> [ACTIVITY]
All of the entries are to be restated word for word.

[[ RECORD SET open ]]

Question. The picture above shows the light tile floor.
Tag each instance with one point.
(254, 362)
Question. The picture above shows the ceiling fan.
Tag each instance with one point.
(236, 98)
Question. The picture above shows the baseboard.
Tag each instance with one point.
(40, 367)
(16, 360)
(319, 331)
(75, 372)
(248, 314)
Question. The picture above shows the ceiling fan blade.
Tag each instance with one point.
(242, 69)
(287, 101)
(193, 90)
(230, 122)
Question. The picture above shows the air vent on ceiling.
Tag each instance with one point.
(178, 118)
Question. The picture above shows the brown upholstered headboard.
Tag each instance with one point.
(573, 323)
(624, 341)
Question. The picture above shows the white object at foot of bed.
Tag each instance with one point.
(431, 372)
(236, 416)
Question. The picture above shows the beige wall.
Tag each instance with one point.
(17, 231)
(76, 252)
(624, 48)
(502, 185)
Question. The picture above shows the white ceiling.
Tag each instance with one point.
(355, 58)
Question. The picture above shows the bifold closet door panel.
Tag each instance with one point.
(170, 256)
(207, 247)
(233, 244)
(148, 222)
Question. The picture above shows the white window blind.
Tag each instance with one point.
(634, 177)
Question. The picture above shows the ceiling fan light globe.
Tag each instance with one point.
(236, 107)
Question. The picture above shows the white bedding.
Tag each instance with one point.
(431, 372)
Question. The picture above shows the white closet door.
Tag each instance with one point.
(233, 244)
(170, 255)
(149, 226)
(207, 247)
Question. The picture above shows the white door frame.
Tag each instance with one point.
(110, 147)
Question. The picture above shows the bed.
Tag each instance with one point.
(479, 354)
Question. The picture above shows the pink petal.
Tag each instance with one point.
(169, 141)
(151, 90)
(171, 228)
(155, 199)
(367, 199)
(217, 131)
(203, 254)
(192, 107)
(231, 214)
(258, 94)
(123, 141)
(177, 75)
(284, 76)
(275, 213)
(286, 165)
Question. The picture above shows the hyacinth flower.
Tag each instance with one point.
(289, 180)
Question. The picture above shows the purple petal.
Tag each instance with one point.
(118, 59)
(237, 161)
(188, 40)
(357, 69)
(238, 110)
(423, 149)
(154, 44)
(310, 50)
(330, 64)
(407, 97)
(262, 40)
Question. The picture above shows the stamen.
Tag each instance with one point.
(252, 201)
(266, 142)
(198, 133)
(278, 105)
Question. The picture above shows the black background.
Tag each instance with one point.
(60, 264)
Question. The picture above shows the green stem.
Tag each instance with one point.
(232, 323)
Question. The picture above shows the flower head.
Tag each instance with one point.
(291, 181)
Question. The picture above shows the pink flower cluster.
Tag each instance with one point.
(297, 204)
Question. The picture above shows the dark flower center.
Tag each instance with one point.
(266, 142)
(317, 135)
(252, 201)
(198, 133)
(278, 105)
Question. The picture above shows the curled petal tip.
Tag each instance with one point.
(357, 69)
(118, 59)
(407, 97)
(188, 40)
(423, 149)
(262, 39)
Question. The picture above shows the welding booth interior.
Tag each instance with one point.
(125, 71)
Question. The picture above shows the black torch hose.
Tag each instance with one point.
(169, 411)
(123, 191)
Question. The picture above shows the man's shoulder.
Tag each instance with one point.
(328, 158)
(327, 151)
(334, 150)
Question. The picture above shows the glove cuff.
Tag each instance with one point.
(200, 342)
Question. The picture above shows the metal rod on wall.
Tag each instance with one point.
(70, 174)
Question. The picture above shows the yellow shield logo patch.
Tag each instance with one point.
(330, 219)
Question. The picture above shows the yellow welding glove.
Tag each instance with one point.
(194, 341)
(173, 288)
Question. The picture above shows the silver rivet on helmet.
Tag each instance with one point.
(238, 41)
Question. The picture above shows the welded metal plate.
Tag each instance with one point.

[[ RECORD SET closed ]]

> [RESULT OF THIS EXERCISE]
Question. The picture above shows the light tile floor.
Tag each instance with one point.
(254, 362)
Question. The picture above shows the ceiling fan.
Tag each instance with one point.
(236, 98)
Question. The picture above shows the baseboard.
Tag each instance with one point.
(40, 367)
(16, 360)
(319, 331)
(75, 372)
(248, 314)
Question. The picture above shows the ceiling fan blade.
Tag each instance with one point.
(242, 69)
(287, 101)
(193, 90)
(230, 122)
Question. The picture above shows the air vent on ceiling.
Tag each instance with one point.
(178, 118)
Question. The picture above shows the brown upholstered headboard.
Tag each instance with one point.
(573, 323)
(624, 341)
Question. The picture above shows the white object at foot of bed.
Tag each instance with one point.
(431, 372)
(236, 416)
Question. The picture above shows the beige wall.
Tag each instance with one point.
(17, 231)
(76, 252)
(624, 48)
(502, 185)
Question. The picture above shows the white ceiling.
Tag each instance with one point.
(355, 58)
Question. The picture above shows the bifold closet door panel.
Tag each instance with one point.
(170, 256)
(207, 247)
(233, 244)
(148, 222)
Question. The picture above shows the white window blind.
Tag each instance with one point.
(634, 177)
Question. The picture above shows the ceiling fan light globe.
Tag each instance with one point.
(236, 107)
Question. The picture above shows the white bedding.
Tag each instance with one point.
(431, 372)
Question. The picture above shows the white closet door.
Tag each instance with one point.
(233, 244)
(170, 255)
(149, 226)
(207, 247)
Question. The picture above shows the white door frame.
Tag each instance with one point.
(110, 147)
Question. The picture above shows the bed.
Tag each instance with one point.
(479, 354)
Question. The picture above shows the pink petal.
Tag each instance with one point.
(169, 141)
(151, 90)
(171, 228)
(155, 199)
(367, 199)
(217, 131)
(203, 254)
(192, 107)
(231, 214)
(258, 94)
(123, 141)
(177, 75)
(284, 76)
(275, 213)
(286, 165)
Question. The picture above shows the hyacinth flower.
Tag each instance with one point.
(289, 180)
Question. The picture above shows the purple petal.
Tag each instance with one point.
(118, 59)
(237, 161)
(188, 40)
(357, 69)
(238, 110)
(423, 149)
(154, 44)
(310, 50)
(330, 64)
(407, 97)
(262, 40)
Question. The picture above shows the stamen.
Tag each instance with one point.
(252, 201)
(266, 142)
(198, 133)
(278, 105)
Question. The picture above shows the black background.
Tag each instance with one point.
(60, 264)
Question. The picture above shows the green stem.
Tag each instance with one point.
(232, 323)
Question. The picture above shows the flower head.
Tag each instance with one point.
(291, 181)
Question. The picture above shows the pink flower cluster.
Tag each instance with one point.
(297, 204)
Question. The picture above shows the dark flower center.
Tag each instance with one point.
(266, 142)
(317, 135)
(252, 201)
(198, 133)
(278, 105)
Question. The picture above shows the curled petal tip.
Tag each instance with one point.
(357, 69)
(118, 59)
(407, 97)
(188, 40)
(423, 149)
(262, 39)
Question. The picture above shows the welding booth interior.
Tag each instance with one point.
(125, 71)
Question. The picture above shows the black torch hose.
Tag each instance with one point.
(169, 411)
(123, 191)
Question. The picture above shows the man's shoulder.
Tag each instance with one point.
(328, 158)
(327, 151)
(334, 150)
Question. The picture above shows the glove cuff.
Tag each instance with one point.
(200, 342)
Question. The picture above shows the metal rod on wall.
Tag each instance with one point.
(70, 174)
Question. The picture above shows the yellow shield logo patch.
Tag each instance with one point.
(330, 219)
Question. The picture above shows the yellow welding glove.
Tag each instance with one point.
(194, 341)
(173, 288)
Question. The picture above shows the silver rivet on helmet.
Tag each instance with one point.
(238, 41)
Question. The picture above shows the welded metal plate.
Tag each instance with one point.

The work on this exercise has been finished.